Aufgabe:
Geben Sie den Text über die Nikon F5 vollständig und wortgetreu wieder.

Ausgewählter Text:
----

Nun, vierzehn Jahre später, ist ein weiteres Stück aus seiner Hinterlassenschaft auf mich gekommen: Eine Nikon F5! Diese Kamera gilt bei vielen als die Königin der analogen Spiegelreflexkameras, als letzte ihrer Art noch konzipiert, bevor die digitale Fotographie auch bei den Profis ihren Siegeszug begann.
Ganymed. Zürich, 01.01.2017.
Zwischen Weihnachten und Silvester 2016 kam ich endlich dazu, die Kamera genauer anzuschauen, sie einmal gründlich zu reinigen und zu versuchen, ihr nach fast anderthalb Jahrzehnten des Dornröschenschlafs neues Leben – in Form von acht Mignonzellen! – einzuhauchen. Hatte ich während des Reinigens noch das Gefühl, ich würde ein Dinosaurier-Skelett entstauben, änderte sich meine Wahrnehmung in dem Moment, als die beiden LCD-Screens das erste Mal aufleuchteten und das erste Klacken eines Spiegelschlags erklang. Mit einem Mal wirkte das Gerät, als sei es fabrikneu, völlig unverbraucht und tatendurstig …
Von diesem Eindruck inspiriert und um mich davon zu überzeugen, dass auch Verschluss und Belichtungsmesser immer noch funktionsfähig waren, legte ich am ersten Januar des neuen Jahres einen Kodak 200er Farbfilm mit 36 Bildern ein und ging mit der F5 auf einen kleinen Winterspaziergang der ganz einfach vom Zürcher Bürkliplatz dem See entlang zum Sechseläutenplatz und dann ein paar Strassenzüge bergauf- und stadteinwärts führte.

----

[Einträge aus einer Datenquelle]
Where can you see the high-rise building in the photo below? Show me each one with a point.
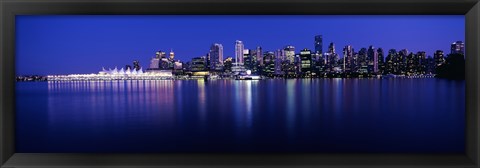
(198, 64)
(332, 57)
(390, 61)
(269, 61)
(172, 54)
(239, 47)
(348, 65)
(318, 44)
(381, 59)
(289, 53)
(136, 65)
(247, 59)
(422, 62)
(458, 47)
(439, 58)
(216, 56)
(401, 61)
(306, 62)
(160, 54)
(259, 53)
(372, 59)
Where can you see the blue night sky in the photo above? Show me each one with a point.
(85, 44)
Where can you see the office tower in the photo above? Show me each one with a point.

----

Schriftliche Antwort:
Nun, vierzehn Jahre später, ist ein weiteres Stück aus seiner Hinterlassenschaft auf mich gekommen: Eine Nikon F5! Diese Kamera gilt bei vielen als die Königin der analogen Spiegelreflexkameras, als letzte ihrer Art noch konzipiert, bevor die digitale Fotographie auch bei den Profis ihren Siegeszug begann.
Ganymed. Zürich, 01.01.2017.
Zwischen Weihnachten und Silvester 2016 kam ich endlich dazu, die Kamera genauer anzuschauen, sie einmal gründlich zu reinigen und zu versuchen, ihr nach fast anderthalb Jahrzehnten des Dornröschenschlafs neues Leben – in Form von acht Mignonzellen! – einzuhauchen. Hatte ich während des Reinigens noch das Gefühl, ich würde ein Dinosaurier-Skelett entstauben, änderte sich meine Wahrnehmung in dem Moment, als die beiden LCD-Screens das erste Mal aufleuchteten und das erste Klacken eines Spiegelschlags erklang. Mit einem Mal wirkte das Gerät, als sei es fabrikneu, völlig unverbraucht und tatendurstig …
Von diesem Eindruck inspiriert und um mich davon zu überzeugen, dass auch Verschluss und Belichtungsmesser immer noch funktionsfähig waren, legte ich am ersten Januar des neuen Jahres einen Kodak 200er Farbfilm mit 36 Bildern ein und ging mit der F5 auf einen kleinen Winterspaziergang der ganz einfach vom Zürcher Bürkliplatz dem See entlang zum Sechseläutenplatz und dann ein paar Strassenzüge bergauf- und stadteinwärts führte.